▶ [Document passage]:

##########

Memory consists of encoding, retention (consolidation), and retrieval. Ericsson et al., (1995) first introduced the concept of “long-term working memory,” a set of “retrieval structures” that allows people to seamlessly access everyday information from long-term memory. This implies that certain components of long-term memory effectively serve as WM. Emotional information could lead to memory enhancement at various phases of memory (LaBar& Cabeza, 2006). As the long-term situational memory approach has been employed, the current literature on the effect of sleep deprivation on WM particularly focused on memory encoding and retention (Tempesta et al., 2018). To date, it still remains unclear whether insomnia-induced sleep deprivation or disturbance affects emotional working memory performance, and at which phase these effects manifest.

A delayed recognition task created by Morgan et al. (2008) could provide the possibility to divide the cognitive process of WM into encoding, retention, and retrieval phases. Moreover, the high temporal resolution of the event-related potentials (ERPs) has been widely recorded to explore the temporal dynamics of neural activities involved in different phases of cognitive processing of WM (Campanella et al., 2004). Therefore, the second aim of the current study was to investigate the neurobehavioral responses of ID involved in encoding, retention, and retrieval of emotional WM by adopting the delayed recognition task and ERP approach.

Referring to the studies by Morgan et al., (2008) and Zhang et al., (2019) assessing the neural correlations involved in different processing phases of WM, the interested ERP components, including P1 in the occipital area, N170 in the temporo-occipital area, P3 in the parietal area, and negative slow wave (NSW) in the prefrontal region, were investigated in the current study. P1 component is associated with the early visual processing of attention work (Batty＆Taylor et al., 2003; Kalsi et al., 2019), while it is also modulated by emotional information (Schupp et al., 2006). N170 is a reliable electrophysiological indicator of facial processing (Hinojosa et al., 2015). Additionally, facial expression information affects the structural coding of the face, and the expression-triggered N170 amplitude is larger than that of neutral faces (Rellecke et al., 2013). In a study by Cote's (2014), the sleep-deprived participants showed increased N170 amplitudes for Fearful and Angry faces as the difficulty of perceiving the emotions increased. P3b reflects cognitive processing of emotional cues, response-related, and decision-related stimuli (Schupp et al., 2006). The early P3b and late P3b as two subcomponents of P3b reflecting stimulus evaluation, and memory search operations, respectively (Morgan et al., 2008). Bistricky et al. (2021) reported that individuals experiencing dysfunctional sleep insufficiency exhibited reduced average P3 amplitudes in response to positive facial expressions. NSW reflects the retention and repetition of information in the brain (Ruchkin et al., 1995) and continues throughout the memory retention phase (Drew et al., 2006).

##########

▶ [Work task A]:
List each ERP component that the working-memory passage says the current study investigated, along with the brain area given for it.
▶ [Work task B]:
Reproduce the working-memory passage from "A delayed recognition" up to and including "and ERP approach.".

##########

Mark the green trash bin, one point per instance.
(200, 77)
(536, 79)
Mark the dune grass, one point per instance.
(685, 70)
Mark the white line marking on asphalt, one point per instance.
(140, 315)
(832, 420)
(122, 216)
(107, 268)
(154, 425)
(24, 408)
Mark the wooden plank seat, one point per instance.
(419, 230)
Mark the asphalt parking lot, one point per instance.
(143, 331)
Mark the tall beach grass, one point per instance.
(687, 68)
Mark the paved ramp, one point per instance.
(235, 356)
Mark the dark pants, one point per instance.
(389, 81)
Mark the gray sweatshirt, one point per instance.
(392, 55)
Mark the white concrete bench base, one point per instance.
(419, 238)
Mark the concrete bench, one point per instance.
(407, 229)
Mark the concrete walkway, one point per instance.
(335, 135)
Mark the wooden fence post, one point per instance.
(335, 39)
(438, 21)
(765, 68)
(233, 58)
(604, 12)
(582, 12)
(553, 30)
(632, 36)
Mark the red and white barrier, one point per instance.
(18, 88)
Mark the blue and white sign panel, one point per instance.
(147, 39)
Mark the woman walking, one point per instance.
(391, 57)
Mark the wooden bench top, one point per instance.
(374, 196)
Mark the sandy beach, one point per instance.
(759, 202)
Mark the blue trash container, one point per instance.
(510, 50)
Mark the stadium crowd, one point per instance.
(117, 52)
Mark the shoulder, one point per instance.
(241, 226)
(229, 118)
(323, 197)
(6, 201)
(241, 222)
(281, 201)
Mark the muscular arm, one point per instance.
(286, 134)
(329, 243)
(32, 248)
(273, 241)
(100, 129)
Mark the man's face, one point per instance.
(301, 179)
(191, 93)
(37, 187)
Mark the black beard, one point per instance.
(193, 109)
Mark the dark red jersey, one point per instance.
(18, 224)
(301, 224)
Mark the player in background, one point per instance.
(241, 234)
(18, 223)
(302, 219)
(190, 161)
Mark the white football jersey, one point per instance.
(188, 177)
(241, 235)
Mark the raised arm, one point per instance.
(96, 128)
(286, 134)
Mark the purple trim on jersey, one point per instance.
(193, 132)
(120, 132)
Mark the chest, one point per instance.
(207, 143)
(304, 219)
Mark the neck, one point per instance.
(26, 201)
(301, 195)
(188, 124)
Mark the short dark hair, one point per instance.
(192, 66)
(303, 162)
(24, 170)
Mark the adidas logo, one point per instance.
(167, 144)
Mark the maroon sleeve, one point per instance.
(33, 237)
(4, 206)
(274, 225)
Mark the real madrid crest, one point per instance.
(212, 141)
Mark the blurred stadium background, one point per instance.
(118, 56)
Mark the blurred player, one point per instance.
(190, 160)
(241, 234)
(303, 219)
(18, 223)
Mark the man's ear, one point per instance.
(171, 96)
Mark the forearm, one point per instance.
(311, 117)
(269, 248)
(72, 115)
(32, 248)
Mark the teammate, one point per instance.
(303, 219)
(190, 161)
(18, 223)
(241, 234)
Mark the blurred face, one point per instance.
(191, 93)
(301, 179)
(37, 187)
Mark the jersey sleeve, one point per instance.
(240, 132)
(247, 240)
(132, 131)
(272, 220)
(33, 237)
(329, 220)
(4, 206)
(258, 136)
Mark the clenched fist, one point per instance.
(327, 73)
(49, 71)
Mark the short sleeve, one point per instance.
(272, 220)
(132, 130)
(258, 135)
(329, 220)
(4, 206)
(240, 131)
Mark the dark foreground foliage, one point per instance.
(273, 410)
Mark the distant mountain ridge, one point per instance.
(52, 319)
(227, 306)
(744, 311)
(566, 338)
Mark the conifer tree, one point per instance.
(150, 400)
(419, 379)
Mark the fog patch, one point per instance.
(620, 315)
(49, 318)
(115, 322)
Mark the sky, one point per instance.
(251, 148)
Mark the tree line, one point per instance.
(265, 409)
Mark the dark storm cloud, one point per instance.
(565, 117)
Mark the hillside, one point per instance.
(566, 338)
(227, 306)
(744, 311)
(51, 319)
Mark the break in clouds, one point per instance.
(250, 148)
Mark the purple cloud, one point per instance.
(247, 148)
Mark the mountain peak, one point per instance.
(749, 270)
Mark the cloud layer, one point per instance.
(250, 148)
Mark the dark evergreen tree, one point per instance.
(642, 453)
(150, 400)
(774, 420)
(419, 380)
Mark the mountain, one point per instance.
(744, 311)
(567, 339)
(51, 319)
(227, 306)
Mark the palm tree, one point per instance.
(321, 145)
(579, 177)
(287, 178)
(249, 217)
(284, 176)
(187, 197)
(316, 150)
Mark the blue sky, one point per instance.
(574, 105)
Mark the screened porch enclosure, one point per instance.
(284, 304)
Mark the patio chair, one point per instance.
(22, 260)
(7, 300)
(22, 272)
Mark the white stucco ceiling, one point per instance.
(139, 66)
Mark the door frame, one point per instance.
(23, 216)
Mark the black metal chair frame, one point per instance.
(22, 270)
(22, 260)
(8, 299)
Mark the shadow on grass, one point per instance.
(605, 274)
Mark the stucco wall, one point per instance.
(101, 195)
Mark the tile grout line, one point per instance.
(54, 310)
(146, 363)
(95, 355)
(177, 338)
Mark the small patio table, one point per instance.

##########

▶ [Task solution A]:
P1 – occipital area
N170 – temporo-occipital area
P3 – parietal area
negative slow wave (NSW) – prefrontal region

▶ [Task solution B]:
A delayed recognition task created by Morgan et al. (2008) could provide the possibility to divide the cognitive process of WM into encoding, retention, and retrieval phases. Moreover, the high temporal resolution of the event-related potentials (ERPs) has been widely recorded to explore the temporal dynamics of neural activities involved in different phases of cognitive processing of WM (Campanella et al., 2004). Therefore, the second aim of the current study was to investigate the neurobehavioral responses of ID involved in encoding, retention, and retrieval of emotional WM by adopting the delayed recognition task and ERP approach.